■ What the exercise asks
Please reproduce the lines of the records below from the one holding "Each instance of the eucalyptus" through the one holding "Each instance of the glossy", inclusive, skipping all pictures.

■ Saved entries
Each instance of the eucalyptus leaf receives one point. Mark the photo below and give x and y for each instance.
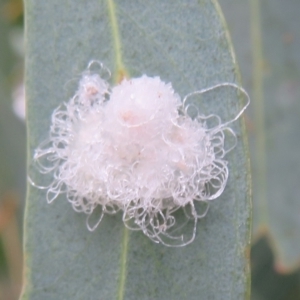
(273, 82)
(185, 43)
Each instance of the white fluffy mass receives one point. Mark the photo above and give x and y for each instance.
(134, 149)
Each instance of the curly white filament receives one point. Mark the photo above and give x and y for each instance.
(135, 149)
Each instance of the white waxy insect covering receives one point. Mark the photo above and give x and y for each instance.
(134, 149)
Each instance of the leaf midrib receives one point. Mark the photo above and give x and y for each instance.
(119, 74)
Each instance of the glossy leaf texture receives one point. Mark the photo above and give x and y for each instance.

==

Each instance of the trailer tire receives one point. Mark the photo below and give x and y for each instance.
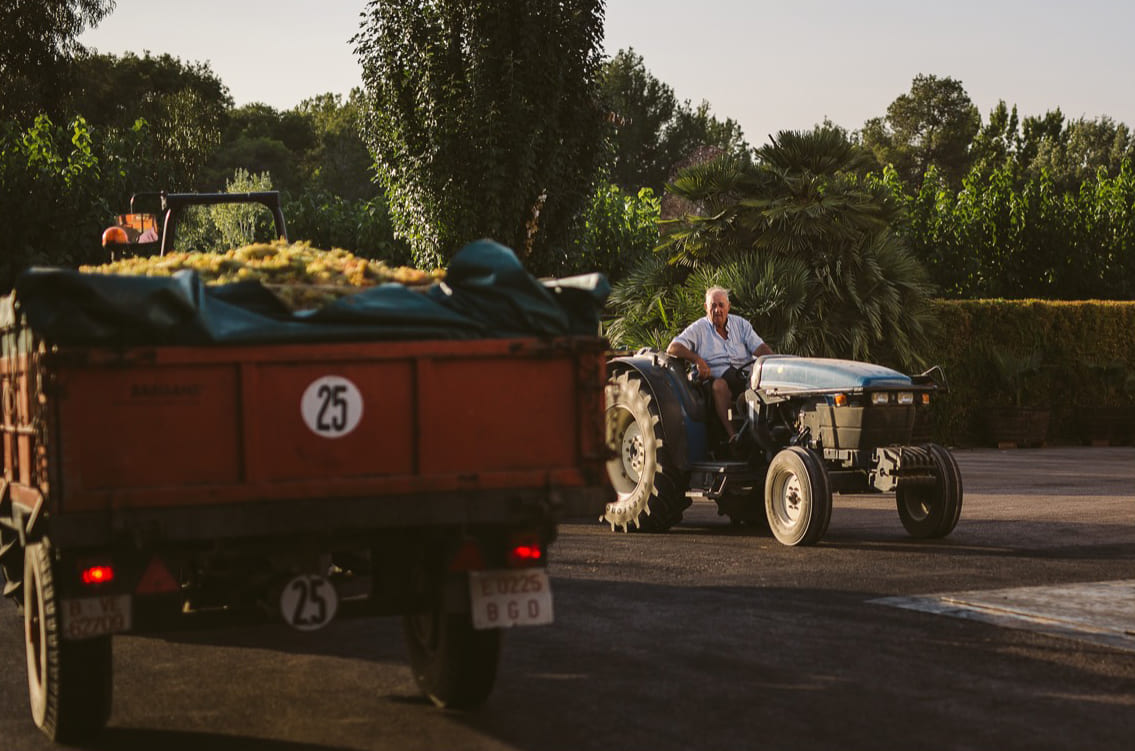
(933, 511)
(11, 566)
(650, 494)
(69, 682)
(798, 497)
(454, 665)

■ Solution for this problem
Each instance of the eucalyptus leaf receives one point. Mark the photo below and give x and y for each instance.
(273, 82)
(185, 43)
Each instance of the white fluffy mass receives one point. Mark the photo above and give x and y for each instance.
(134, 149)
Each instance of the curly white filament receives one point. Mark the photo above and give x and y for each instance.
(135, 149)
Each instance of the white waxy insect covering receives one point. Mark the photo above and give x and y for each instance.
(134, 149)
Each instance of the leaf midrib receives one point. Mark the photo above and give x and y for each instance.
(119, 74)
Each instance of the glossy leaf texture receives one point. Mark the photo above and give x and y for each instance.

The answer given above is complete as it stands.